> **Material shown**
BEGIN
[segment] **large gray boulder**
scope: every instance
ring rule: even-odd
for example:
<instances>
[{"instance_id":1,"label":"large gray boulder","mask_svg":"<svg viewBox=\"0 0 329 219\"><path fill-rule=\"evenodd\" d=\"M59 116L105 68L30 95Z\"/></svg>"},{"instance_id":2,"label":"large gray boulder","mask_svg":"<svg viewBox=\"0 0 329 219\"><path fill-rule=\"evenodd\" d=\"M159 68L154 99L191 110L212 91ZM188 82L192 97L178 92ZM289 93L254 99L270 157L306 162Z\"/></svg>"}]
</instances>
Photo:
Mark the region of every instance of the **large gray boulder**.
END
BEGIN
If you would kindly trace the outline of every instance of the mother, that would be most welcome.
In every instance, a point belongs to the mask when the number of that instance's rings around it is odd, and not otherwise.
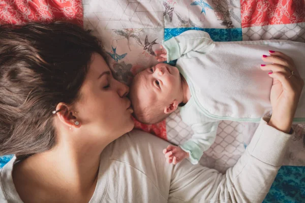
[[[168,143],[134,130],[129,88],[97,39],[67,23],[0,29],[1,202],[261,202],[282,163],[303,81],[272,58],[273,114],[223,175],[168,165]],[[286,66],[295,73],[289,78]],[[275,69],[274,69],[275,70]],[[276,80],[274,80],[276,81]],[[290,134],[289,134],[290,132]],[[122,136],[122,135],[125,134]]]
END
> **What you are asked to do**
Rename "large gray boulder" to "big gray rock" throughout the lines starting at the one containing "[segment] **large gray boulder**" and ending at the one containing "Mark the region", and give those lines again with nothing else changed.

> **Solution to this task**
[segment] **big gray rock**
scope: every instance
ring rule: even-odd
for example:
<instances>
[{"instance_id":1,"label":"big gray rock","mask_svg":"<svg viewBox=\"0 0 329 219\"><path fill-rule=\"evenodd\" d=\"M59 116L105 68L30 95Z\"/></svg>"},{"instance_id":2,"label":"big gray rock","mask_svg":"<svg viewBox=\"0 0 329 219\"><path fill-rule=\"evenodd\" d=\"M159 68L154 99L191 110L212 91ZM188 82L192 97L178 92ZM289 93L254 99L270 157L306 162Z\"/></svg>"}]
</instances>
Photo:
Mark the region of every instance of the **big gray rock**.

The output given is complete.